Below is a block of entries, which should be copied verbatim apart from the pictures.

__RECORD SET__
#####
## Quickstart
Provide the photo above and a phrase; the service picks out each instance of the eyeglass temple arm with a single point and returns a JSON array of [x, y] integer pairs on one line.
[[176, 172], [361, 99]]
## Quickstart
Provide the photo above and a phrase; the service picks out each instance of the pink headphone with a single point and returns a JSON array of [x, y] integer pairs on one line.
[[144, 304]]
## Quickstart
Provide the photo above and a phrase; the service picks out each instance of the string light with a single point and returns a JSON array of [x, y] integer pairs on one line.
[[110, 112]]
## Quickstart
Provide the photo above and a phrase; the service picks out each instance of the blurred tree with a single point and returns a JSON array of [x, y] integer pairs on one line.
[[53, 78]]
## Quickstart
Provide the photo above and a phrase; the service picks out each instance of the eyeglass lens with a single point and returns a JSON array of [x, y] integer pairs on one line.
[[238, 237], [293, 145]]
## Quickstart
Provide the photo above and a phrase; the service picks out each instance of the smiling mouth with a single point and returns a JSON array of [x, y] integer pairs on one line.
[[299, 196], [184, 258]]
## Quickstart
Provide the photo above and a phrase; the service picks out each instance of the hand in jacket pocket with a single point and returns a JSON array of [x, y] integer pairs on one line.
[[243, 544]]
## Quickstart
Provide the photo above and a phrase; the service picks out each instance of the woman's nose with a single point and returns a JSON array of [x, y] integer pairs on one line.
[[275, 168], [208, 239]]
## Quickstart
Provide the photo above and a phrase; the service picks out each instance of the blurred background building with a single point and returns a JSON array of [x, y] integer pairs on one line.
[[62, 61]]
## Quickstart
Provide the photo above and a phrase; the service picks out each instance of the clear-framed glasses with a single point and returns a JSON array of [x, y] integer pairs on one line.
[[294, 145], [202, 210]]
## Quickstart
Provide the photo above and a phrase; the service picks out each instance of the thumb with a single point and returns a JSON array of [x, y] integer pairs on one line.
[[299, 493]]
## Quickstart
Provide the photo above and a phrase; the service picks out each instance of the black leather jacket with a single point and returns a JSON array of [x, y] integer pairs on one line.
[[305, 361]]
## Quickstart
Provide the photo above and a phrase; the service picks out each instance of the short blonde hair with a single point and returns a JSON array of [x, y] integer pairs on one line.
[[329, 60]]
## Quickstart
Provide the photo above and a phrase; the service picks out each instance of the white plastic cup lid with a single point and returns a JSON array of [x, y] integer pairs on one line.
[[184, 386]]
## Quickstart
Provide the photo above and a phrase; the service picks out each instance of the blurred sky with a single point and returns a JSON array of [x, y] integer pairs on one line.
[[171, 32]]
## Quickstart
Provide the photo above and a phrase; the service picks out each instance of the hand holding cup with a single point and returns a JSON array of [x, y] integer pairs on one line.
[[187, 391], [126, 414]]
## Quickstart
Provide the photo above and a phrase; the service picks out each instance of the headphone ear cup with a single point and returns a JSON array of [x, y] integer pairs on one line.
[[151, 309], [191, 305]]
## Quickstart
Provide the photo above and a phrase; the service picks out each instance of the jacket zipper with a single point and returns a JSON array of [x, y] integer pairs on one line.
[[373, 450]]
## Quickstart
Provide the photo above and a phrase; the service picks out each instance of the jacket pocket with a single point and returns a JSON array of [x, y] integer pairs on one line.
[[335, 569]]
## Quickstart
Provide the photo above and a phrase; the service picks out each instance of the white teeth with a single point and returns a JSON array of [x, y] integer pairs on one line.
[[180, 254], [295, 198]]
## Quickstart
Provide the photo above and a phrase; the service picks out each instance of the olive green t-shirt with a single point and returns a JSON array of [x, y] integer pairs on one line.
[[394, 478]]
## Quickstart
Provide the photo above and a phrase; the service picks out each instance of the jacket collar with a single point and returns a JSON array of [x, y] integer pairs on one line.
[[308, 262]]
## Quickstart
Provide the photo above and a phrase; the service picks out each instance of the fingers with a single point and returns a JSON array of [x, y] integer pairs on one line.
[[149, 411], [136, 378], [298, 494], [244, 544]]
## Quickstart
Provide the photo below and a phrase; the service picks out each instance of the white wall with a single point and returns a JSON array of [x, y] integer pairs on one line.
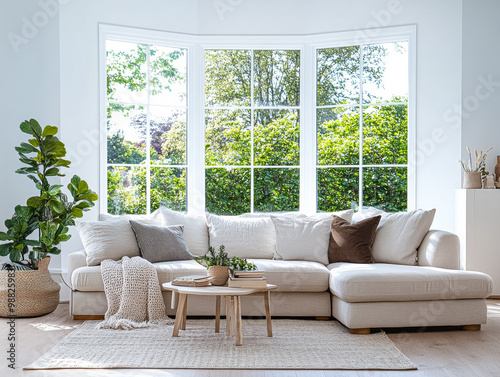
#####
__RESULT FOR THIS TASK__
## Quickstart
Provide the photo above and a phrase; the service picks out each instance of the eyeglass temple arm with a single point and returns a JSON array of [x, y] integer pairs on one line.
[[176, 172], [361, 99]]
## Quickstart
Provide the photo above and a phrase; the service picks out each instance of the pink headphone with a single point and returns a JSON array of [x, y] integer pairs on one line.
[[144, 304]]
## Quickstart
Provide the photo above and a phrase; the service picks out each instance of the string light with a single point and returns a JSON array of [x, y] integer pairs on one line.
[[110, 112]]
## Quickstart
Provide the photo above and a phrase; the service picks out each instance of the blurred tree with a single point and returns a JSON array of [x, y] integer pairs on one line.
[[53, 78]]
## Quickstart
Provide the photo above and a phrase; the service picks out each instance of the eyeglass lens with a single point and returns a JSON array of [x, y] integer pairs on one line.
[[238, 237], [293, 145]]
## Quickstart
Provide the photo above and a phrase; the service picks out each instance of the smiling mouth with a single point and returns a JSON array of [x, y] integer pairs on one line.
[[299, 196], [184, 258]]
## Quickstart
Provide the photo above and a phrase; the service picks out each instance of the hand in jacket pocket with a single point and returns a JSON array of [x, y] integer pairs on one line.
[[243, 544]]
## Quickstart
Provide the photo above and a phrase; the service picks out each instance of the woman's nose with a single point and returns a JSON array of [x, y] integer pairs on one line.
[[275, 168], [208, 239]]
## Quickstart
Provide the photo above and a phrase; the service picks out each instance of the blurred background building with a single point and returns a JSON array of [x, y] integer pairs on one line.
[[62, 61]]
## Quickstart
Provide the photo above and a phrase; the service picks out each instance of the clear-framed glasses with a single point and returns a JSON array of [x, y] integer pairs on one line.
[[294, 145], [202, 210]]
## Quickstart
Provide the photo above and a phrase; the service picks out each instance of the thumb with a single point and returns a JSON array of [x, y] integer pairs on one line.
[[299, 493]]
## Quickstart
Provide the photo above and a phrase; the service picks out each instance of the black leather jacket with a single point and returns a JSON array of [x, y] integer pairs on one line.
[[305, 361]]
## Quickstart
Provide the photo above and a phrase; the service picks out each instance of the short blonde hair with a single point and returns a JSON array of [x, y] integer pairs on one line.
[[329, 60]]
## Quickstart
Provide the photo above and a phrase; the service picks out each instance of the white plastic cup lid with a single point and returns a JSON array of [x, y] integer pairs on one line.
[[184, 386]]
## Quickstart
Provide the photo above and a phrase; the service picks out each instance of the blurred sky with a single point and returns a JSON array of [x, y] integer pairs on one line.
[[171, 32]]
## Quickstart
Provide the photo above and a phrase; the service picks out each instance of the hand holding cup with a single point and returns a JSON array of [x, y] integer pairs on one line.
[[187, 391], [126, 414]]
## Quickstart
Provide the photo above and a phrase; the service picks out each instance of the headphone ear cup with a single point and returns a JSON array of [x, y] integer pairs on one line.
[[151, 309], [191, 305]]
## Quickstart
Provide the photo above and a phrase; the service picks out each instance of the jacket zipper with a single point and returns a JSON array of [x, y] integer pairs on one line.
[[373, 450]]
## Quickstart
Provide the photo above and a phrase; the service picks out each instance of the jacket pocket with a single point and returns a JSON array of [x, y] integer pairs on one line.
[[335, 569]]
## Quickstart
Provide the photo above and a phrase; the service picks out each instance of the white teeth with a single point and returns a JSON array of [x, y] integer pairs on one line.
[[180, 254], [295, 198]]
## Quickstart
Provide the photo above and a phrase; the service picks out each instance of the olive green t-shirt with a single point and returns a JSON array of [x, y] integer pairs on one line.
[[394, 478]]
## Quickstart
Provide the photo above and a phrase; the service picks out each instance of the jacket collar with a single point and returns a JSON array of [x, y] integer pairs on one line.
[[308, 262]]
## Quickstart
Provide the photo above and a phrase; the service picks out each instance of the fingers with a single point and returns a JSON array of [x, y] integer pairs on one line.
[[149, 411], [136, 378], [298, 494], [244, 544]]
## Quickstart
Provide the photo below and a phrase; the service picks out each instance of the white wall with a single point and returns a JSON array of [x, y] integer pairs on one line.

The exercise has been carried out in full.